■ **Dataset extract**
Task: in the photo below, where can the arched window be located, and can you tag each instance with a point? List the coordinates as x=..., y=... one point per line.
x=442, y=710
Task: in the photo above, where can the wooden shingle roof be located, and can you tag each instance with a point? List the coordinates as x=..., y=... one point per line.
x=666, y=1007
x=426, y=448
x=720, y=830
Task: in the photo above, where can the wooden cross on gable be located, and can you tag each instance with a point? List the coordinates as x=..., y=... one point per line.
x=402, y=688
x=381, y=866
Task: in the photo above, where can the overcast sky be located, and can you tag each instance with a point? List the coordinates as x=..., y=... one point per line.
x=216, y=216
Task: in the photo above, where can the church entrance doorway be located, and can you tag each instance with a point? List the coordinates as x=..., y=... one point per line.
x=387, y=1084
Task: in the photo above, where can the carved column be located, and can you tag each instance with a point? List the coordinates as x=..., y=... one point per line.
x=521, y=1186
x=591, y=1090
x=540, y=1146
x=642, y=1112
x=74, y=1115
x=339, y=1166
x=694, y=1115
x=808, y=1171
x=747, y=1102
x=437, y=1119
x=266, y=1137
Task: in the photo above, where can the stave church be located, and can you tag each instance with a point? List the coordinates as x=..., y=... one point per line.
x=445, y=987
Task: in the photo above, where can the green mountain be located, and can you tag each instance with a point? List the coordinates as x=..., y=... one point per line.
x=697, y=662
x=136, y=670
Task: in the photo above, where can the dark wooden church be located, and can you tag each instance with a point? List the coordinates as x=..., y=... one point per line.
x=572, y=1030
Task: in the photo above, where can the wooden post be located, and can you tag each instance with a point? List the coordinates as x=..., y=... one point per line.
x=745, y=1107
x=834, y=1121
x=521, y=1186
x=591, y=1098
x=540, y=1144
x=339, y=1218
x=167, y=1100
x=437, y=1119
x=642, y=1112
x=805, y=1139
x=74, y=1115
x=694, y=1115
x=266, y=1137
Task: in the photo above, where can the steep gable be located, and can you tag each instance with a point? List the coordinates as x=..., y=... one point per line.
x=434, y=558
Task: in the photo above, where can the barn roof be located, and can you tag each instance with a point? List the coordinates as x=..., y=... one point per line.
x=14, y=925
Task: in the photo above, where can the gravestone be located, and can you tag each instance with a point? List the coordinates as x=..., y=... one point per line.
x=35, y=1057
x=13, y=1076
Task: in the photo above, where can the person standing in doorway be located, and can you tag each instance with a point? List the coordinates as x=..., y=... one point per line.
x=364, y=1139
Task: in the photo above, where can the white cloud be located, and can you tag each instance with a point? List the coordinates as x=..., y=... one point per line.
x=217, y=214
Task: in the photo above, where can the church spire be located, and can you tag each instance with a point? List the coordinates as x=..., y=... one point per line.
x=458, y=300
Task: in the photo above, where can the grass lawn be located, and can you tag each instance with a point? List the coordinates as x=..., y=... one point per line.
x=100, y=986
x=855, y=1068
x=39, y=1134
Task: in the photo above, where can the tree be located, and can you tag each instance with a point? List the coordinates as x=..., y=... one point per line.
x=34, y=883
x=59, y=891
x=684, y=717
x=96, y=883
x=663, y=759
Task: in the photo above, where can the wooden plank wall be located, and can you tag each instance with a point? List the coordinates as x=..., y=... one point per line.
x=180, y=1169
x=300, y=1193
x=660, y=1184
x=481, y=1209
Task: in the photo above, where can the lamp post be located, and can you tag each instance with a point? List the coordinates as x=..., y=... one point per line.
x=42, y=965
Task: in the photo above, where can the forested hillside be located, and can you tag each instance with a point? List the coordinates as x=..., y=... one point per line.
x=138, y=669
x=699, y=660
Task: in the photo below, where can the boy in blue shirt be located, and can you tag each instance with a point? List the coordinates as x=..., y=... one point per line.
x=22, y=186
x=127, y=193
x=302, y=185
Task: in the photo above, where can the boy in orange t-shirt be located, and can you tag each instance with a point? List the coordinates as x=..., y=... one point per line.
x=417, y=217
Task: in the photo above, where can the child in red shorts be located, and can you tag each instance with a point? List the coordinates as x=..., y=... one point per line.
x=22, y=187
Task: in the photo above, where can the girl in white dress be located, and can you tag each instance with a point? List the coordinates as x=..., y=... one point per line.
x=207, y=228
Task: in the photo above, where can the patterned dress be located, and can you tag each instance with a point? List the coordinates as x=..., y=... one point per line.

■ **What this task involves**
Copy the data above in full, character for character.

■ **Completed task**
Task: in the photo below, where can the arched window be located, and can you tag each instance with a point? List the coordinates as x=..., y=... one point per line.
x=442, y=710
Task: in the photo above, where can the wooden shingle roof be located, and can you tag each instance with a point? List the coordinates as x=..., y=... one point per line.
x=666, y=1007
x=426, y=448
x=720, y=830
Task: in the photo above, where can the wooden cross on gable be located, and can you tag each instance with a point? List the coordinates as x=..., y=... one point per line.
x=402, y=688
x=381, y=866
Task: in the photo above, where can the overcast sky be located, and can you tag each instance with a point? List the coordinates as x=..., y=... one point per line.
x=216, y=216
Task: in the photo above, where can the church entrance doorway be located, and can you tag each instance with a point? List the coordinates as x=..., y=... one point per line.
x=387, y=1084
Task: in the photo above, where can the carved column be located, and can you tag each instance with a point? List the coordinates as x=..., y=... one point per line.
x=521, y=1186
x=591, y=1090
x=540, y=1146
x=642, y=1112
x=74, y=1115
x=339, y=1166
x=694, y=1115
x=808, y=1171
x=747, y=1102
x=437, y=1119
x=266, y=1137
Task: in the photo above, where can the stave church be located, and can you tag each instance with a point? List the coordinates as x=..., y=... one point per line.
x=445, y=987
Task: in the photo above, where can the green mountain be located, and can you tag each instance with a point? List the coordinates as x=..., y=... one point per line.
x=697, y=662
x=136, y=670
Task: in the photo above, where can the dark wooden church be located, and can you tag each instance with a point? List the coordinates as x=..., y=... one point per line.
x=572, y=1030
Task: in the photo above, where can the wooden post be located, and can you tag each instance with a point? List the coordinates as x=..., y=... one point per line.
x=745, y=1107
x=834, y=1121
x=521, y=1186
x=591, y=1098
x=540, y=1144
x=339, y=1218
x=167, y=1100
x=437, y=1119
x=642, y=1112
x=805, y=1139
x=74, y=1115
x=694, y=1115
x=266, y=1137
Task: in the photo above, where can the steep gable be located, and can you tag each instance with a point? List the coordinates as x=..., y=... one point per line.
x=434, y=558
Task: in the photo above, where can the barn roof be located, and can you tag each instance with a point? List the coordinates as x=..., y=... one point per line.
x=14, y=925
Task: in the photo above, where can the gravestone be located, and can you tag each instance with a point? List the coordinates as x=..., y=... one point per line.
x=35, y=1057
x=13, y=1076
Task: in the photo above, where can the person standing in doorway be located, and can you tag each instance with a point? List the coordinates as x=..., y=... one point per line.
x=364, y=1139
Task: in the photo above, where can the white cloud be located, and can you tag each instance with a point? List the coordinates as x=..., y=... one point per line.
x=217, y=214
Task: in the photo above, where can the church spire be located, and can you tag each instance with a point? List the coordinates as x=..., y=... one point per line.
x=458, y=300
Task: in the photo above, where can the grass lawn be located, and can you tag each instance with a point? List the coordinates as x=..., y=... one point per line.
x=100, y=986
x=855, y=1068
x=39, y=1134
Task: in the photo above, where can the tree be located, and can you tag each instance with a point? List the coordinates as x=..., y=... one point per line.
x=34, y=883
x=59, y=891
x=684, y=717
x=96, y=883
x=663, y=759
Task: in the photo above, where can the wooden plank wall be located, and can you tag each instance with a point? List the coordinates as x=..., y=... one point per line.
x=180, y=1169
x=300, y=1193
x=660, y=1184
x=481, y=1209
Task: in the photo above, where can the lamp post be located, and can you tag each instance with a point? List the coordinates as x=..., y=... one point per line.
x=42, y=965
Task: in the photo above, where can the forested hillside be located, and can you tag each instance with a point? List the coordinates as x=..., y=... one point per line.
x=138, y=669
x=699, y=660
Task: in the photo below, where can the boy in blue shirt be located, and can you tag each instance with a point? List the coordinates as x=..., y=... one point per line.
x=22, y=186
x=127, y=193
x=302, y=185
Task: in the photo above, where can the boy in orange t-shirt be located, and can you tag each instance with a point? List the coordinates as x=..., y=... one point per line.
x=417, y=217
Task: in the photo above, where can the child in red shorts be located, and can you tag each instance with a point? List the coordinates as x=..., y=... one point per line.
x=22, y=187
Task: in the photo above, where can the girl in white dress be located, and can you tag each instance with a point? List the coordinates as x=..., y=... one point per line.
x=207, y=228
Task: in the photo above, where can the patterned dress be located, and can you tag each instance with a point? List the coordinates as x=..., y=... one point per line.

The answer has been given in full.